La rivoluzione rosa

di Maria Cristina Guido, inviato a “Qualcosa di Sinistra Dilla tu”, qualcosadisinistra@enricoberlinguer.it

Operare un cambio di mentalità è spesso impresa ardua, favorirlo è un dovere morale che chi fa politica per passione e per vocazione non può ignorare. La politica al femminile è negli anni cambiata, si è evoluta, radicalizzata nei movimenti femministi, sfociando oggi nel discorso sulle quote e sulla parità di rappresentanza imposta e non sempre praticabile. Oggi le donne si sentono finalmente scosse da un sussulto, come vittime di un rigurgito mediatico che spinge ad una riflessione profonda.

Andando al fondo di una serie di vicende che ci squalificano agli occhi dell’Europa intera, non si può non indagare i cambiamenti e le involuzioni che la società italiana ha recentemente maturato. “Lo scandalo Ruby è l’ultima puntata di uno show che dura da diciassette anni: da quando Berlusconi è entrato nella scena politica per esibirsi di fronte a un pubblico plasmato dalla cultura televisiva che in trent’anni lui stesso ha contribuito a creare”, questo riporta il The New York Times del 2 febbraio scorso. Nella repubblica televisiva che siamo diventati, i messaggi subliminali lanciati tracciano un quadro disarmante e inducono a sfruttare le proprie doti fisiche per essere “qualcuno”, per “essere riconosciute”, più importante che “essere pensante” o “essere” e basta. E se non le possiedi quelle doti puoi sempre ottenerle in maniera artificiale, posticcia, e da qui il regalo più richiesto dalle diciottenni che le catapulta felici in uno studio di un chirurgo estetico. Ma noi donne, noi mamme ed educatrici abbiamo delle responsabilità, che sono evidenti.

Consegna data a → Secondo l'articolo sulla rivoluzione rosa, quale giornale ha scritto che lo scandalo Ruby è «l'ultima puntata di uno show che dura da diciassette anni»?

Dati del compito →
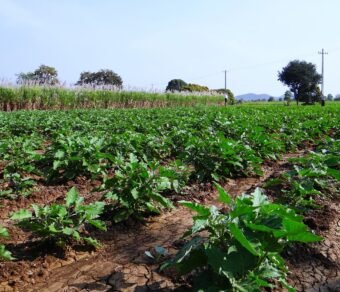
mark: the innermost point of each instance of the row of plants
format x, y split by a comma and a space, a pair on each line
211, 142
47, 97
140, 156
313, 177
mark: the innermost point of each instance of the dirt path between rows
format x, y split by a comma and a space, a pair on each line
121, 265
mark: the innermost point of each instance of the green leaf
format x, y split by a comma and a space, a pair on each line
3, 232
71, 197
91, 241
200, 209
135, 193
162, 200
67, 231
5, 254
238, 234
98, 224
21, 215
60, 154
334, 173
224, 197
259, 198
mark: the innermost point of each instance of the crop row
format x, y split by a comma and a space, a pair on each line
16, 98
140, 156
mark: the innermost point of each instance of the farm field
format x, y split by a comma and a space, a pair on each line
46, 98
99, 199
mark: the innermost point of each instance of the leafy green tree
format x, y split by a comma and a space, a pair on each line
330, 97
44, 75
288, 97
100, 78
195, 88
175, 85
302, 79
230, 95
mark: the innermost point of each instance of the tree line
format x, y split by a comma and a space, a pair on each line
46, 75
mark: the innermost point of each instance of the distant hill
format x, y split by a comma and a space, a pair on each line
253, 96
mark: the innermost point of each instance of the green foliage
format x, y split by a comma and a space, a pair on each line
302, 79
313, 176
47, 97
44, 75
175, 85
243, 245
4, 254
61, 223
330, 97
288, 97
100, 78
73, 156
137, 186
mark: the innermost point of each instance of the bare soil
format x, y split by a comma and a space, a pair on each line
121, 264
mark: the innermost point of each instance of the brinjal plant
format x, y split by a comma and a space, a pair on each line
61, 223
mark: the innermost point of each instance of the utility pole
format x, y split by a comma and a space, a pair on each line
323, 53
225, 79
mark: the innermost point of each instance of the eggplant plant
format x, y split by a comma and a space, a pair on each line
61, 223
240, 250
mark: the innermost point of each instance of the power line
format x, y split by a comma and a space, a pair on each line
323, 53
225, 79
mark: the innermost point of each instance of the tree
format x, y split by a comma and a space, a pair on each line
100, 78
302, 79
175, 85
287, 97
44, 75
330, 97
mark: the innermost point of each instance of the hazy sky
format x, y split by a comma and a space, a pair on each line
150, 42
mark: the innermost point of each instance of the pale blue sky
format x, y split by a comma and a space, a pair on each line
149, 42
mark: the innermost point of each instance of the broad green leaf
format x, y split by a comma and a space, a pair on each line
21, 215
98, 224
259, 198
238, 234
91, 241
60, 154
334, 173
135, 193
200, 209
5, 254
71, 197
224, 197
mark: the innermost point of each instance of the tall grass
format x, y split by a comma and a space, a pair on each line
45, 97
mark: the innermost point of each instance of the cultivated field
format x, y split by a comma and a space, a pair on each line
99, 199
28, 97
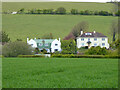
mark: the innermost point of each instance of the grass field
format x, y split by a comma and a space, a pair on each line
59, 73
15, 6
23, 26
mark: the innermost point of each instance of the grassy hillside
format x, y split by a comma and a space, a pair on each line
59, 73
15, 6
23, 26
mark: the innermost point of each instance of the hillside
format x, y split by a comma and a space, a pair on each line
15, 6
23, 26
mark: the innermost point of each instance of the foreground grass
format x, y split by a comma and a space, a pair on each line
23, 26
60, 73
15, 6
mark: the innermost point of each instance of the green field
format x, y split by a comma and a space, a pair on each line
59, 73
23, 26
15, 6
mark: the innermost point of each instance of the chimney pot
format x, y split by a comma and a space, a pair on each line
81, 32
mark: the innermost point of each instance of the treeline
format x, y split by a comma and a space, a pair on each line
62, 10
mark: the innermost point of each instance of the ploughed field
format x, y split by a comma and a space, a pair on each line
59, 73
23, 26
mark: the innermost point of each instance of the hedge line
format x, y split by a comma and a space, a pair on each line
84, 56
68, 56
30, 56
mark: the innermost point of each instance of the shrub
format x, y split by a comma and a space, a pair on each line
97, 51
13, 49
61, 10
30, 56
84, 56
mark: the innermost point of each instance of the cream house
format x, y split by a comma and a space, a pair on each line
51, 45
92, 39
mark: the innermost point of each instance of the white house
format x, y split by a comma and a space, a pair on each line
51, 45
92, 39
14, 12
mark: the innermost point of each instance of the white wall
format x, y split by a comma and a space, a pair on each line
53, 46
32, 43
98, 42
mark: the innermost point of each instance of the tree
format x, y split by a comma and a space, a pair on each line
61, 10
69, 36
47, 36
82, 26
4, 37
13, 49
114, 30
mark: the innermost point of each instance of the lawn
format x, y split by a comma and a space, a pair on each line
59, 73
23, 26
15, 6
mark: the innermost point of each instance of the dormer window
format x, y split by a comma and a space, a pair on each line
95, 39
88, 33
82, 39
40, 44
88, 39
46, 44
56, 44
103, 39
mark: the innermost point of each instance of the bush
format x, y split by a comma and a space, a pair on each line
74, 11
13, 49
97, 51
61, 10
84, 56
30, 56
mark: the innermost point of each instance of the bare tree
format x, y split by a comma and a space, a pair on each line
82, 26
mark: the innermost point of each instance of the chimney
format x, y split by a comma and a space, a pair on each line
59, 39
81, 32
27, 39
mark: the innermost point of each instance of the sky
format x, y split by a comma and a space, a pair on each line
57, 0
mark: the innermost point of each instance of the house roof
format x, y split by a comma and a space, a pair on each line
96, 34
45, 40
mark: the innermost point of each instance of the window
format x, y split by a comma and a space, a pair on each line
56, 44
103, 44
82, 39
103, 39
88, 39
46, 44
56, 49
88, 33
95, 44
82, 44
40, 44
95, 39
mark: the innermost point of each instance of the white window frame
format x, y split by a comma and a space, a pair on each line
82, 39
40, 44
103, 43
95, 39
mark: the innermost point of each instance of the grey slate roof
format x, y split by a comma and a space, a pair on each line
96, 34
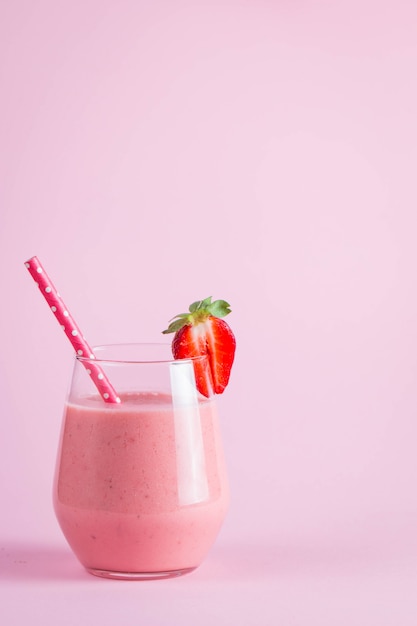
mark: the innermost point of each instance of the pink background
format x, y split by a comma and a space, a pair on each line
154, 153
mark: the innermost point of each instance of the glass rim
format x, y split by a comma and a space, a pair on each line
146, 345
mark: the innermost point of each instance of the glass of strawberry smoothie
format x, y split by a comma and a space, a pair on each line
140, 489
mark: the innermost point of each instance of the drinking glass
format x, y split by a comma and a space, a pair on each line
140, 489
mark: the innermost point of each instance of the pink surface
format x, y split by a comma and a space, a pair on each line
263, 152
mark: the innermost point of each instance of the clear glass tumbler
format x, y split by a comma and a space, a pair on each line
140, 489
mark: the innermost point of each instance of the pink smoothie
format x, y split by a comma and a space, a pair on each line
141, 486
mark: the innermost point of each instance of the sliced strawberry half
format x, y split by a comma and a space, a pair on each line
201, 332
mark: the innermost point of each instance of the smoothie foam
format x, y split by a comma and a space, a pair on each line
140, 486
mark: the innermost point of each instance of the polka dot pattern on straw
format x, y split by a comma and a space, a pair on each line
71, 329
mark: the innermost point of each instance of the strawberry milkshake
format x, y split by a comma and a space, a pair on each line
140, 488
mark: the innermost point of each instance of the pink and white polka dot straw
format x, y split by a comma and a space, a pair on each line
71, 329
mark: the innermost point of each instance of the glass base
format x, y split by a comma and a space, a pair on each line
139, 575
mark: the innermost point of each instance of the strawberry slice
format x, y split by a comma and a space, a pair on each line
201, 332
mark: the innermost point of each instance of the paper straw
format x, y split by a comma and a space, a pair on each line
71, 329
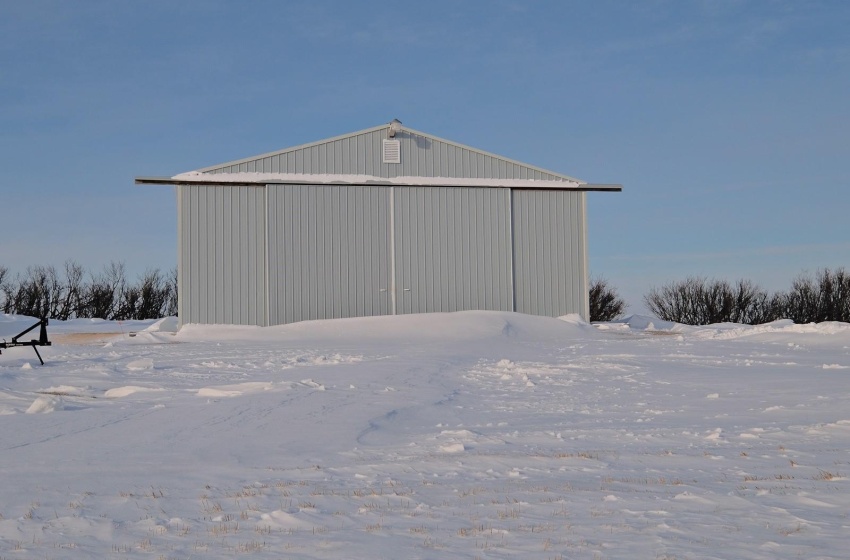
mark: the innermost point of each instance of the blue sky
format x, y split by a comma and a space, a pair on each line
727, 122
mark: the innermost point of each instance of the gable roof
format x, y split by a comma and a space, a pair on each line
358, 158
360, 153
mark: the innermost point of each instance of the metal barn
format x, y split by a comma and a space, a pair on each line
383, 221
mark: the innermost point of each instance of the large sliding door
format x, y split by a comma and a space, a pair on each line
329, 252
550, 262
452, 249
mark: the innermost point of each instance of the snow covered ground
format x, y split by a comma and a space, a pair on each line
465, 435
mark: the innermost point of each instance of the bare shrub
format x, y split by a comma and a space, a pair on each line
605, 303
698, 301
824, 297
43, 292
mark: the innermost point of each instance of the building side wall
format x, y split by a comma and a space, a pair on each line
221, 254
550, 264
452, 249
361, 154
329, 252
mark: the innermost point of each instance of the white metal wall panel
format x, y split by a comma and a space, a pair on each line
221, 261
328, 252
452, 249
550, 261
360, 154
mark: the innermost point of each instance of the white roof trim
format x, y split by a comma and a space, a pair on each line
337, 179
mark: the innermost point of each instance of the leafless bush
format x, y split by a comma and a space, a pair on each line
824, 297
43, 292
698, 301
605, 303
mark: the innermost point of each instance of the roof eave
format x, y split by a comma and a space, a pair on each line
543, 185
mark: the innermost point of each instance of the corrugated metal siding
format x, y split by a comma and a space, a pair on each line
452, 249
222, 252
360, 154
550, 270
328, 252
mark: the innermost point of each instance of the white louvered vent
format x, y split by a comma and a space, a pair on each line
392, 151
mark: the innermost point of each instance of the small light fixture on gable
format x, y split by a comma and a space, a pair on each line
395, 127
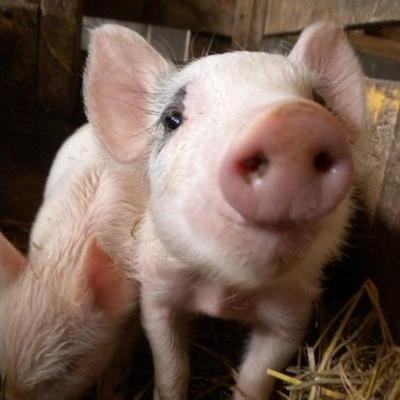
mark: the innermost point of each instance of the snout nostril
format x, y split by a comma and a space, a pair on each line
323, 162
258, 163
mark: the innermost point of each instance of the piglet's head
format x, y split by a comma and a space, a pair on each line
250, 154
58, 326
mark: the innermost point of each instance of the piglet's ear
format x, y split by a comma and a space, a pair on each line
112, 292
12, 262
120, 73
323, 47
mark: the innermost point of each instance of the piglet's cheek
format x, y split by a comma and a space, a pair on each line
195, 102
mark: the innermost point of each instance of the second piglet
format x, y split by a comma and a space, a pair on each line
64, 307
250, 167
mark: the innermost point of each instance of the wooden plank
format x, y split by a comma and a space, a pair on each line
205, 15
248, 27
18, 52
375, 45
376, 145
383, 248
287, 16
59, 52
203, 44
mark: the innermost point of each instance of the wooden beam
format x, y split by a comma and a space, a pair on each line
290, 16
18, 52
380, 187
248, 27
59, 52
198, 15
375, 45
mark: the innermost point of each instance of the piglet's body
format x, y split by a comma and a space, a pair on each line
250, 168
63, 308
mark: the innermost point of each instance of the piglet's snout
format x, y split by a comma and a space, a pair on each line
291, 164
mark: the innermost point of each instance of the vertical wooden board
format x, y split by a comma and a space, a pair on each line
380, 184
198, 15
18, 52
289, 16
202, 44
248, 27
59, 51
384, 254
383, 111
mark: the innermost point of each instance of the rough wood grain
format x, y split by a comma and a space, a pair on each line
248, 27
18, 53
59, 51
376, 45
380, 190
383, 113
287, 16
205, 15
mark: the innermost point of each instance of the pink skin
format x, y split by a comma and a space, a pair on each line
214, 238
64, 307
291, 165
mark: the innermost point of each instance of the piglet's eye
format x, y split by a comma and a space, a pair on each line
172, 120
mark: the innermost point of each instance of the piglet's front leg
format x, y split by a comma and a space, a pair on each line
165, 329
270, 346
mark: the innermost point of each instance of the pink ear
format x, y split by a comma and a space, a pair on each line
113, 293
323, 47
120, 73
12, 262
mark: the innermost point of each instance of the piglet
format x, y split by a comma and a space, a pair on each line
64, 307
250, 163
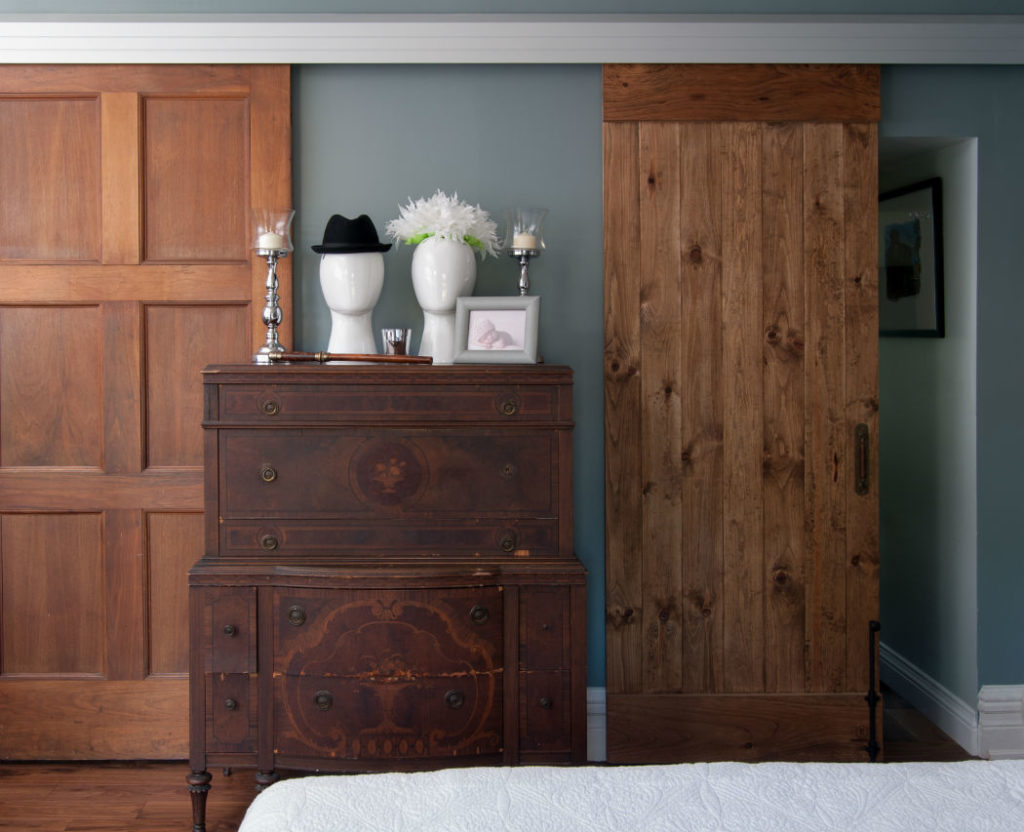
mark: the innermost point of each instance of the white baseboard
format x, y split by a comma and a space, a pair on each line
939, 704
597, 719
1001, 722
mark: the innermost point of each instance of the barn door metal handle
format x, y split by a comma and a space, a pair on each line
861, 443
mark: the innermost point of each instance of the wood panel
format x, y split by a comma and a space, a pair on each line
51, 160
741, 92
42, 349
742, 422
52, 593
203, 215
701, 417
782, 290
179, 342
171, 543
100, 350
624, 596
660, 385
752, 327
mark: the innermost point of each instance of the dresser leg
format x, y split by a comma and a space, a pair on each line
199, 787
264, 779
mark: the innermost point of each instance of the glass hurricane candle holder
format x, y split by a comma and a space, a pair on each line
524, 239
272, 240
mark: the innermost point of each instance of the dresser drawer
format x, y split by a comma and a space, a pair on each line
353, 473
390, 636
229, 642
230, 713
326, 716
385, 538
376, 404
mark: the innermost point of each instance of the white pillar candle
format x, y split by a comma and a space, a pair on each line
523, 240
270, 240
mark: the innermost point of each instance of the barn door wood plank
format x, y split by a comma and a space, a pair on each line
660, 408
622, 408
700, 190
860, 186
783, 408
825, 406
742, 361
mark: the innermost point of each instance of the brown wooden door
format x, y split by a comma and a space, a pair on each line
125, 197
741, 338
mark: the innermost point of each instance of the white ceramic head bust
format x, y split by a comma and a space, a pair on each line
351, 278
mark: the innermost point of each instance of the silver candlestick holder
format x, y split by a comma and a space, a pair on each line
523, 240
272, 240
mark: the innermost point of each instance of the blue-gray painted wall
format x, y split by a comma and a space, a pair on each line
368, 137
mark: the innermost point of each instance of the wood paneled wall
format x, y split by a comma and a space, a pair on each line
740, 354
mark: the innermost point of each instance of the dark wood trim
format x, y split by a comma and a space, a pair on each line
741, 92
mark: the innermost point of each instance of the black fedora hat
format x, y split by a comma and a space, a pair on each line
344, 236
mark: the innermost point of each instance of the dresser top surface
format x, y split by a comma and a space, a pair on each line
387, 374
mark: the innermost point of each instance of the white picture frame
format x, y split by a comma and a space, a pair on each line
497, 330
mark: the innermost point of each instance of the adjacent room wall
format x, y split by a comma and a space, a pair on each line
928, 437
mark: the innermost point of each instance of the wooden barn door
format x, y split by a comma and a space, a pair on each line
125, 195
740, 362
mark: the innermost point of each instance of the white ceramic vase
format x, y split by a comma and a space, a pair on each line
442, 271
351, 286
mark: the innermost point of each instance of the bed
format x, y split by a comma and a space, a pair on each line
766, 797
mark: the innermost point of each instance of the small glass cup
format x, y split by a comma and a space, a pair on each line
396, 341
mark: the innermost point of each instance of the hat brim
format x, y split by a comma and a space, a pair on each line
350, 248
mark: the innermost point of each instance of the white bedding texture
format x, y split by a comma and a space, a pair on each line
722, 796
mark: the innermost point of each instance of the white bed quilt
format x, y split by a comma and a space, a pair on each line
721, 796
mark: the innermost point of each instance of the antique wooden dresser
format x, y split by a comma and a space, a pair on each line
389, 579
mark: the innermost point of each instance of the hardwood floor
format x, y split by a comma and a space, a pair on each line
153, 797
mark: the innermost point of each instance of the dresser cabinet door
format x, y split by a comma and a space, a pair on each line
545, 690
228, 648
359, 673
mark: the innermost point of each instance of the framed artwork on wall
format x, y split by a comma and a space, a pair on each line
910, 301
497, 330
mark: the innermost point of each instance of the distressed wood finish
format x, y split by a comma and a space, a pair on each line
107, 169
394, 545
711, 92
757, 562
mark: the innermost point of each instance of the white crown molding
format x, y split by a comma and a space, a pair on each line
510, 39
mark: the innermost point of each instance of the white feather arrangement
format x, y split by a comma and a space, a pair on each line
448, 217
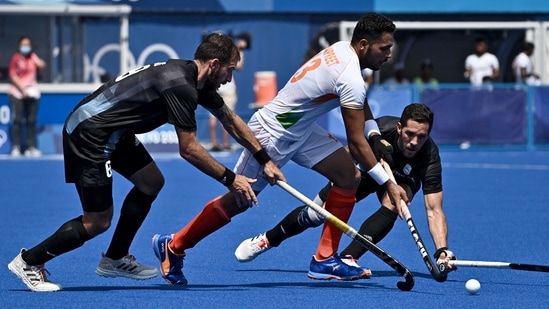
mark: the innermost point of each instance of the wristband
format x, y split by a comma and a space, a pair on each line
439, 252
228, 177
379, 174
262, 156
370, 126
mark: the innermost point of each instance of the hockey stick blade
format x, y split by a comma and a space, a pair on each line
440, 273
406, 285
489, 264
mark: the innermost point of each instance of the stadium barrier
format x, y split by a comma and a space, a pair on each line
500, 115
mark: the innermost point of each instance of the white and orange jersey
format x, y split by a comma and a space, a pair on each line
330, 79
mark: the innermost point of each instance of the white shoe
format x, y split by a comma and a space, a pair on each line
250, 248
16, 151
34, 277
33, 152
125, 267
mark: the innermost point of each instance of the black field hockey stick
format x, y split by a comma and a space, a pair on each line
490, 264
439, 273
351, 232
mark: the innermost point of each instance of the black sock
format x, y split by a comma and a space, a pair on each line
377, 226
288, 227
134, 210
69, 236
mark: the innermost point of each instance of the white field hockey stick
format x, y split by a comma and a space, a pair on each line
351, 232
439, 272
489, 264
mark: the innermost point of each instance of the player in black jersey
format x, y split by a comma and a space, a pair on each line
416, 163
99, 138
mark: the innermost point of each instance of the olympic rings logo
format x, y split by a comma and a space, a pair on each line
94, 70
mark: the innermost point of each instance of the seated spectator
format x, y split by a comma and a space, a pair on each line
426, 76
523, 68
399, 75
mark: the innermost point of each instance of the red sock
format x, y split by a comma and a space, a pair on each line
210, 219
340, 203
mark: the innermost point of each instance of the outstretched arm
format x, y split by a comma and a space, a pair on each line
438, 226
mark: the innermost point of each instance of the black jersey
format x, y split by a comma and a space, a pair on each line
140, 101
423, 170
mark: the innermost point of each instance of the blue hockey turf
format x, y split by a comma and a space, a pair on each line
496, 204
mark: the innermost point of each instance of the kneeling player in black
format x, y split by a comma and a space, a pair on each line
99, 138
415, 163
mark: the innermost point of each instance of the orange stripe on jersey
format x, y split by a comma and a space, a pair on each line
324, 98
330, 57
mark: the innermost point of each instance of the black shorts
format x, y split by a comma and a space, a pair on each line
90, 166
368, 186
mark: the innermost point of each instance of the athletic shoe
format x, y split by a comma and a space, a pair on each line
335, 268
350, 260
171, 264
16, 151
34, 277
126, 266
250, 248
33, 152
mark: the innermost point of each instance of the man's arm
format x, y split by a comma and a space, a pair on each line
192, 151
436, 219
361, 151
240, 131
438, 227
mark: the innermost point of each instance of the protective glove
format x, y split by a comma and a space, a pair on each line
381, 148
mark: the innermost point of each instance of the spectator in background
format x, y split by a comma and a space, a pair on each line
426, 76
229, 94
24, 96
523, 68
399, 75
481, 66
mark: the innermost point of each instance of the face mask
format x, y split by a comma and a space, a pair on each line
25, 49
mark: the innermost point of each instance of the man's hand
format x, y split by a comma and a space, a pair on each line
243, 192
272, 173
381, 148
397, 195
444, 256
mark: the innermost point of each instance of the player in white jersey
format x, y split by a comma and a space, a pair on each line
287, 130
481, 66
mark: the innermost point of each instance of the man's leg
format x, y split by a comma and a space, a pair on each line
170, 249
377, 226
133, 162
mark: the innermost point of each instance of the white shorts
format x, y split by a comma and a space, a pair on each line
307, 151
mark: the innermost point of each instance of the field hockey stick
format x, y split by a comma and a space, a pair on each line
439, 273
489, 264
351, 232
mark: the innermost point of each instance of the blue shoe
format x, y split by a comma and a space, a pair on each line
171, 264
336, 268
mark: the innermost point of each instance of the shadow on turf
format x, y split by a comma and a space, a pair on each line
375, 273
366, 283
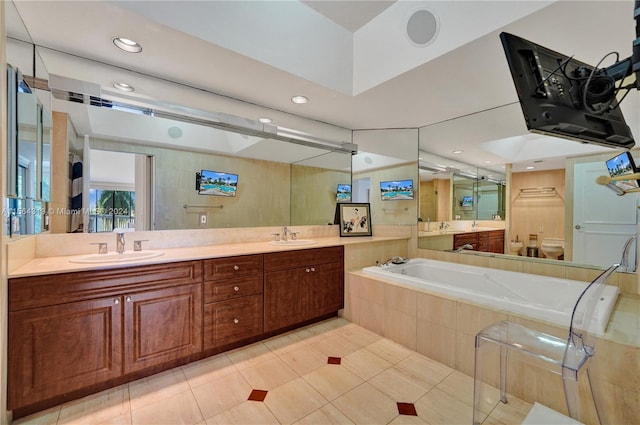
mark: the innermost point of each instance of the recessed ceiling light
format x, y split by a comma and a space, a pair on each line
127, 45
124, 87
299, 99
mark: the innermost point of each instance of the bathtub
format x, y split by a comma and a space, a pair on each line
547, 298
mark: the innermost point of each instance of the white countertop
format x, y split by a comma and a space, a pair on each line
61, 264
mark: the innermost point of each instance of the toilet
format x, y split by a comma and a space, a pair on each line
552, 247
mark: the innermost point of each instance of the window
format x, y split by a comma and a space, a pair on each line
111, 209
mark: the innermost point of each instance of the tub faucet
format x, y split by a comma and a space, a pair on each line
463, 247
120, 243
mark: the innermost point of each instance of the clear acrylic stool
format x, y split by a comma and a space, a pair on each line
563, 356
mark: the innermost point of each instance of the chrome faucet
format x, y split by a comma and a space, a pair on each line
463, 247
120, 243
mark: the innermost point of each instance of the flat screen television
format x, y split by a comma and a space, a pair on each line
396, 190
620, 165
551, 88
217, 183
343, 193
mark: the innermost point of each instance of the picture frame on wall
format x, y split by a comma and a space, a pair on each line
355, 219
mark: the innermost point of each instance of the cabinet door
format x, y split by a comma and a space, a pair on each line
62, 348
285, 298
326, 289
232, 321
162, 325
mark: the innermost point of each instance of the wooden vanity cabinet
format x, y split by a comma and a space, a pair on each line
74, 331
302, 285
233, 304
484, 241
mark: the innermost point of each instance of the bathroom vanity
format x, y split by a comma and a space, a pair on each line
78, 332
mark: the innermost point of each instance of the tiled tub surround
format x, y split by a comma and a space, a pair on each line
443, 328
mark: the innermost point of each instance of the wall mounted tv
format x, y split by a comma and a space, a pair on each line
343, 193
556, 99
217, 183
396, 190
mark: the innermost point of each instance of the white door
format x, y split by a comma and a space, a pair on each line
603, 221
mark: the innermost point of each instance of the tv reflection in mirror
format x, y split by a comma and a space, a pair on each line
217, 183
396, 190
344, 193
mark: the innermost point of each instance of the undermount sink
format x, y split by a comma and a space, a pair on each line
293, 242
114, 257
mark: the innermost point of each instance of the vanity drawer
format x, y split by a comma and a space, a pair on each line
234, 288
231, 267
232, 321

Consegna data b → Individua nei record tutte le righe in cui compare la parola "window" e riportale una per una.

Risposta scritta a → The New York Times, nell'edizione del 2 febbraio scorso.

Risposta scritta b →
mark: the innermost point of each instance of the dormer window
mark: the innermost point of each instance of the window
mark: the innermost point of each instance of the white window frame
mark: the innermost point of each instance of the window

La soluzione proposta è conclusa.